Stored records:

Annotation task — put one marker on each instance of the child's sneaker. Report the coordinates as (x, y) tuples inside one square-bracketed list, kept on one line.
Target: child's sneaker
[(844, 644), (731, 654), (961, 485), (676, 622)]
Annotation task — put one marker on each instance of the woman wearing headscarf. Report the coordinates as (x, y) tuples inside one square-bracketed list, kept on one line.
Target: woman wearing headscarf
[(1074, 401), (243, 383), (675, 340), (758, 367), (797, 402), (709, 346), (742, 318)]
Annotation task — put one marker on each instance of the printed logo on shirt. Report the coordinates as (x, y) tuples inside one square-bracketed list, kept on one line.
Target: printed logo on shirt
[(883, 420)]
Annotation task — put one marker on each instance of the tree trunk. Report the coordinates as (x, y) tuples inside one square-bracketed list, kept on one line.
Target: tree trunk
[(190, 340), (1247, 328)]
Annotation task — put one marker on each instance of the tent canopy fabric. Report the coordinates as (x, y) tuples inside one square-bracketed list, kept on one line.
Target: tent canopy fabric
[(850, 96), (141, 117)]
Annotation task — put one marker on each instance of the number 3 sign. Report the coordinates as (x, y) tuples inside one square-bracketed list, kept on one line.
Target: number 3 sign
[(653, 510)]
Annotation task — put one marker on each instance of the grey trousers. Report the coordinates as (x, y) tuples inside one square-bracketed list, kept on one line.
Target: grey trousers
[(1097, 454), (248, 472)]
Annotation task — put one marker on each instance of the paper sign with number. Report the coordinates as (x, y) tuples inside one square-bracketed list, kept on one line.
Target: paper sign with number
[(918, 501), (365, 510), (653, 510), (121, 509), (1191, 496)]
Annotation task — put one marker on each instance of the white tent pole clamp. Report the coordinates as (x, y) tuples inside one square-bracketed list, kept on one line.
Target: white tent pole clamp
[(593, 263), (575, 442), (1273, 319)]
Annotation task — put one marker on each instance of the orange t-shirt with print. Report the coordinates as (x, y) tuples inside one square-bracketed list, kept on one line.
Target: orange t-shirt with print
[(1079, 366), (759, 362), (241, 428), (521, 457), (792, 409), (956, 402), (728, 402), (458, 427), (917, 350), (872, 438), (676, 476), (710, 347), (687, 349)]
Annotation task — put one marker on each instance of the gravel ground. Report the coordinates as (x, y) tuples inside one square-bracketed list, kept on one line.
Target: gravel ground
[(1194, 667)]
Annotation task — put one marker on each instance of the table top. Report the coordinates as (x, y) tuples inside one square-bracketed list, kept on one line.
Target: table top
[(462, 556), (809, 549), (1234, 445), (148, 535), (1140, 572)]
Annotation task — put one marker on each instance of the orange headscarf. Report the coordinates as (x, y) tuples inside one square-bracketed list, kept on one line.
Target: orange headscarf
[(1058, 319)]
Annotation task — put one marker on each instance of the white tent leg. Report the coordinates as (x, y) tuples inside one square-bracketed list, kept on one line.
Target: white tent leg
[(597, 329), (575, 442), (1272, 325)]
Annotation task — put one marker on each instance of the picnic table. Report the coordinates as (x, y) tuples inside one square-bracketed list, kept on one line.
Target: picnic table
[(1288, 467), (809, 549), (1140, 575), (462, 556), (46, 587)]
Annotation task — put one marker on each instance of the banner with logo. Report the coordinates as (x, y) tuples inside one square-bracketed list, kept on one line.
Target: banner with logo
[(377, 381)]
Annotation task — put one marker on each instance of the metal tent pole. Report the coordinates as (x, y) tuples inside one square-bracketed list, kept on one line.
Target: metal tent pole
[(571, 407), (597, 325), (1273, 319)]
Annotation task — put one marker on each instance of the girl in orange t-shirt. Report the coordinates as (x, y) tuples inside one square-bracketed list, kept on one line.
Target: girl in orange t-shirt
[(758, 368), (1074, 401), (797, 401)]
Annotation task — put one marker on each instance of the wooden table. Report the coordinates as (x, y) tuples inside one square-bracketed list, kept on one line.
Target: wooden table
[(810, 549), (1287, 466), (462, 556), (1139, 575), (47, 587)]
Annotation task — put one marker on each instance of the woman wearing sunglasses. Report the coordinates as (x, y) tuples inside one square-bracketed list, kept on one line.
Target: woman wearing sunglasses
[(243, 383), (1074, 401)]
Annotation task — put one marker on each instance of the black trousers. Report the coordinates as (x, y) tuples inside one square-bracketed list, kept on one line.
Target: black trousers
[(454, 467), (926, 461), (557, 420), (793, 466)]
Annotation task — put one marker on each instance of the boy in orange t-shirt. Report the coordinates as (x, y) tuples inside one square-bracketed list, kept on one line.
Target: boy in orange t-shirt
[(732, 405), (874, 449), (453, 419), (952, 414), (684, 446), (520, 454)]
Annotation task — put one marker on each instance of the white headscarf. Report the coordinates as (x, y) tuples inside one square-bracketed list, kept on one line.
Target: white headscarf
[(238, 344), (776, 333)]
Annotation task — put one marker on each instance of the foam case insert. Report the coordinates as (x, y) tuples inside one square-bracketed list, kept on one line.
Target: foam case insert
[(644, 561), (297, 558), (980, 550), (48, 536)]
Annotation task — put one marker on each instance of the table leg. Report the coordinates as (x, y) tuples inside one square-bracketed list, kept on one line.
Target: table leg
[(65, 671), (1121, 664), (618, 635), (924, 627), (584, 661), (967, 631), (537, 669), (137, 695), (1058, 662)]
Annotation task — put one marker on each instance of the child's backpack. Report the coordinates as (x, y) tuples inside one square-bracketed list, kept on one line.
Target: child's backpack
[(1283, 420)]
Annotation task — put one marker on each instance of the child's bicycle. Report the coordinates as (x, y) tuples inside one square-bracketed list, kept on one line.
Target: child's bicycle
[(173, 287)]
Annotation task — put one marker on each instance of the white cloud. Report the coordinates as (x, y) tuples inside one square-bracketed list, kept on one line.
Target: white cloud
--
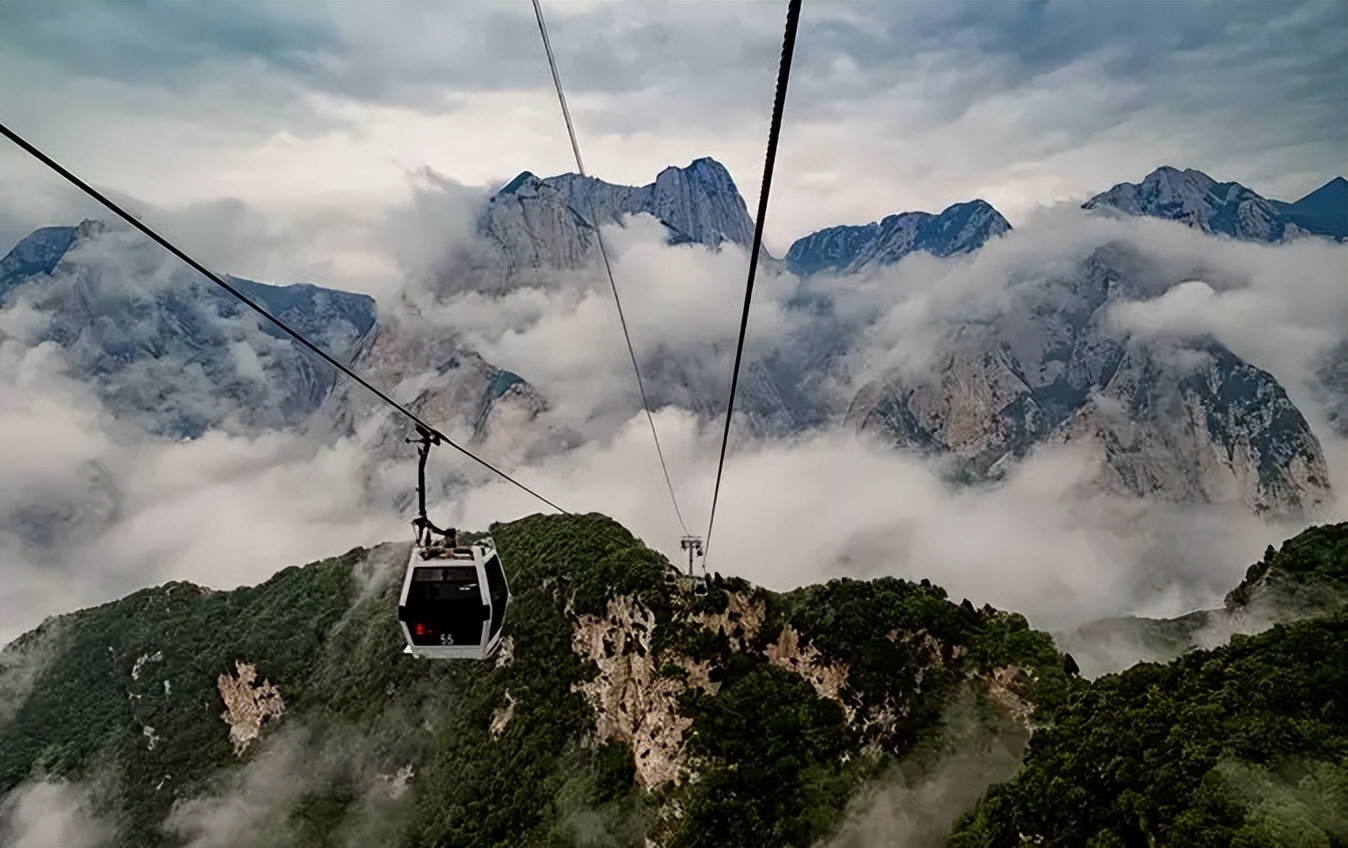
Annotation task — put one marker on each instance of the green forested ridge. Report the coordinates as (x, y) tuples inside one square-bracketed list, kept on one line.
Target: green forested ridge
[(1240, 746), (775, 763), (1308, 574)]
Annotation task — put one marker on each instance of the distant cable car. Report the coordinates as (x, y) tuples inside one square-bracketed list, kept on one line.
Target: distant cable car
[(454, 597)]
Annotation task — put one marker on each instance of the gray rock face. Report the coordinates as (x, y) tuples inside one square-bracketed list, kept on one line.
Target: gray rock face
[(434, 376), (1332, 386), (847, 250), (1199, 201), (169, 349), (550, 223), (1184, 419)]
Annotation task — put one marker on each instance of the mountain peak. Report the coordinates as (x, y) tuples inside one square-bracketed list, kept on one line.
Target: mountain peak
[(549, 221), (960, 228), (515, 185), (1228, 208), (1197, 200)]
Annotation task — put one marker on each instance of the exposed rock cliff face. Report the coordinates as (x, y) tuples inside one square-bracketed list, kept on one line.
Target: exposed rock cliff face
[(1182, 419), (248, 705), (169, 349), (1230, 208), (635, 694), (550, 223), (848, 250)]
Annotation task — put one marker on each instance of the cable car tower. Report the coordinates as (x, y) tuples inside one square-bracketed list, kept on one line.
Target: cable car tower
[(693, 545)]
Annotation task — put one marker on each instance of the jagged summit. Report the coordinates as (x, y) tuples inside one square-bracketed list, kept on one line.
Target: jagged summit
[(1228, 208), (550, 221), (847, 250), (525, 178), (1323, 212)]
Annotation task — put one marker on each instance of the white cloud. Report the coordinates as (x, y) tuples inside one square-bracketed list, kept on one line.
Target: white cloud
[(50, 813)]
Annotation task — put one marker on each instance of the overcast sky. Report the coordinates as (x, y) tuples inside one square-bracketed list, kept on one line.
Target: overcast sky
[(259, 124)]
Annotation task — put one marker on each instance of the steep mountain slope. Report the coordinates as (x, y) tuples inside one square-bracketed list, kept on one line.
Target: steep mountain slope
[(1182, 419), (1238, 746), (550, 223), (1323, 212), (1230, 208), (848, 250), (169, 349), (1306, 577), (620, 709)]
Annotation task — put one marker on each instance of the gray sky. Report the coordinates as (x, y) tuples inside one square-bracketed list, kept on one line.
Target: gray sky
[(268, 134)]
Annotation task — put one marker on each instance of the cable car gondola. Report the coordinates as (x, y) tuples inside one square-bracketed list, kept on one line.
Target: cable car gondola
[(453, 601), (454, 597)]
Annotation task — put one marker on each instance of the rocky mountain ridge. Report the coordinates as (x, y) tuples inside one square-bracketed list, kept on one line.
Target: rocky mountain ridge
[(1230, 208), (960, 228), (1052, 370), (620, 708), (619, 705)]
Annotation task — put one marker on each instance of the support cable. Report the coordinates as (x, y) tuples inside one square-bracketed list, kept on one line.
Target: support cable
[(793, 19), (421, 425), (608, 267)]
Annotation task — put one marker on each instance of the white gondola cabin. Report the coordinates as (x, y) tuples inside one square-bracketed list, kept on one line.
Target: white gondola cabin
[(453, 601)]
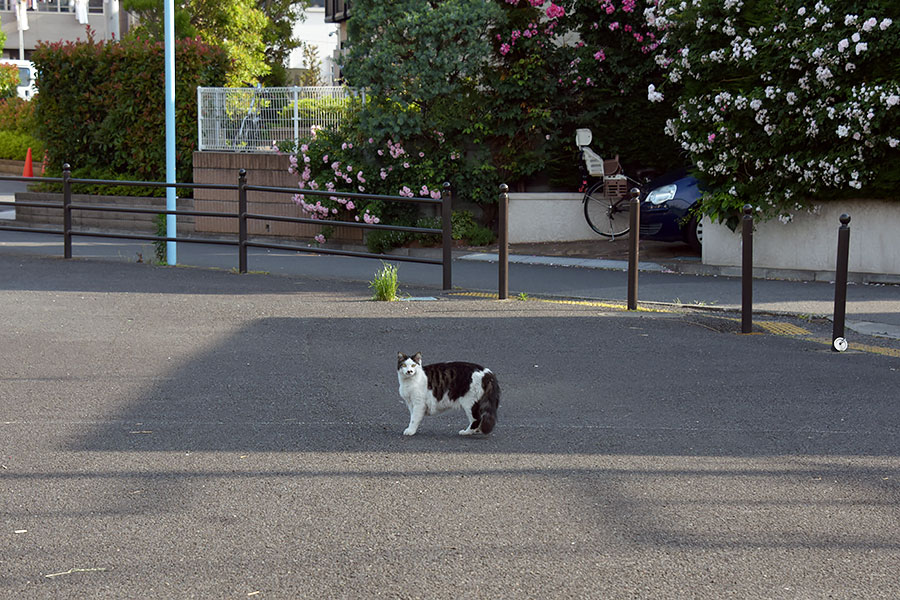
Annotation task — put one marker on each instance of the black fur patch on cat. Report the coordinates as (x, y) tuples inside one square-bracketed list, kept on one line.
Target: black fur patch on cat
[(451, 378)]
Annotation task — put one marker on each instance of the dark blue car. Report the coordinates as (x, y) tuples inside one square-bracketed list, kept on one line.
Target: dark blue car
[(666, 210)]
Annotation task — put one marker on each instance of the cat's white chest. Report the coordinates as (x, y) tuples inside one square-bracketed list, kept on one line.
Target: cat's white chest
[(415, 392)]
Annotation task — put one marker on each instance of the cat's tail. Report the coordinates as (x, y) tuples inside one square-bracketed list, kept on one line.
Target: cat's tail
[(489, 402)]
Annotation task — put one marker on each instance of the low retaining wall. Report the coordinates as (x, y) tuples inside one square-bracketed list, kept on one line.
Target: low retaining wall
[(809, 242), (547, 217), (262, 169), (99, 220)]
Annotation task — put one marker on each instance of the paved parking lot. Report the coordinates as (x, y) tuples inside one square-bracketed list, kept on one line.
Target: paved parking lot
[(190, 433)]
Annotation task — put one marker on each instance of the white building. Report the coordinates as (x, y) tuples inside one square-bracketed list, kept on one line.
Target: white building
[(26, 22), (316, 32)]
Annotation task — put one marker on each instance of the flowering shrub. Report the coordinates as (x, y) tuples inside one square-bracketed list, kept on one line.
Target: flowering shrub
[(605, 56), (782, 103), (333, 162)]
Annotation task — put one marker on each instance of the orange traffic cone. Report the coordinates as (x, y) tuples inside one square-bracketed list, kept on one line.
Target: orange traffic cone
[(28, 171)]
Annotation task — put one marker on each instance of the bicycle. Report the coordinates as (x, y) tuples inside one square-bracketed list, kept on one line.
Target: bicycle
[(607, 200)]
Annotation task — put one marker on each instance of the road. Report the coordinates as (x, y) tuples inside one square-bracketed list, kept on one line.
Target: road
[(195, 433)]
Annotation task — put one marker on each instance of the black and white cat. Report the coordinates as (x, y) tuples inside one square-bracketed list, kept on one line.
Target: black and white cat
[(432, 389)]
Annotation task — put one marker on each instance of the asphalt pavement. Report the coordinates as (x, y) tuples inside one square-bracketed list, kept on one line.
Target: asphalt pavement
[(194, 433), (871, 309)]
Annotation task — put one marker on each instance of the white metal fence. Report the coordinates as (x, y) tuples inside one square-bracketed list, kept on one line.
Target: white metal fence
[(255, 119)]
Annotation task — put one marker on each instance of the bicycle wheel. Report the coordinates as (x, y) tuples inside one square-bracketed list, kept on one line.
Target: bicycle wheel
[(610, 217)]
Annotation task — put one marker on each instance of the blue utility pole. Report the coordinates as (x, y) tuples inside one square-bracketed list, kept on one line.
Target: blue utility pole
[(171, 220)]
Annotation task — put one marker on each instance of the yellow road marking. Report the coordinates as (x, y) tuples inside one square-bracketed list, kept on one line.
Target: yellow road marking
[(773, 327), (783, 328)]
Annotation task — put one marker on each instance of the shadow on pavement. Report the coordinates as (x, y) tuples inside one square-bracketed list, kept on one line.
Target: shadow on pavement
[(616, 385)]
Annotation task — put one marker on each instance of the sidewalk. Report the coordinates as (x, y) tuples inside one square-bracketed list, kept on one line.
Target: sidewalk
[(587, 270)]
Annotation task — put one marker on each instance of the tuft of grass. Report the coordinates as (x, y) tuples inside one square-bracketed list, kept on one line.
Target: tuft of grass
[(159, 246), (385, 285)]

■ **Stated problem**
Reproduce the rows from the line with "woman wearing sunglasses." to the line with "695), (1058, 662)]", including both of those lines, with every character unchanged.

■ **Expected answer**
Annotation task — put one marker on each instance of the woman wearing sunglasses. Report the coordinates as (x, y) tuples inside one square-bracketed list, kept on one line.
Target: woman wearing sunglasses
[(243, 383), (1074, 401)]
Annotation task — put one marker on each instance of the black trousers. Report the coordinates as (x, y) tuples inside one square-bracketed list, kept on one line.
Target: black trousers
[(454, 467), (926, 461), (557, 420), (793, 466)]
Annotation task — put one marker on each instance of the boy in orange t-shirt. Report the coordinates as (x, y) tuples inside one square-bracketed list, kept on one line.
Target: boy in orange t-shirt
[(732, 405), (874, 449), (453, 419), (952, 414), (684, 446), (520, 454)]
Annotation task — put one marker on each instance of the white headscarf. Report the coordinates as (x, y) tuples inside one square-bracketed list, kept on one line.
Target: white headscarf
[(238, 344), (776, 333)]
Annotation task — put one marker on each instance of the foam case insert. Report the coordinates as (x, y) tuples inside one square-bracketed list, kept on one line.
Target: foam case insert
[(644, 561), (297, 558), (980, 550), (48, 536)]
Annotation task — put one marker on each instance of the table leg. Report the coordinates as (x, y) tuples inside one square-bracketed list, kept on one line.
Target: table leg
[(65, 671), (1121, 664), (618, 635), (924, 627), (584, 661), (967, 631), (537, 669), (137, 695), (1058, 662)]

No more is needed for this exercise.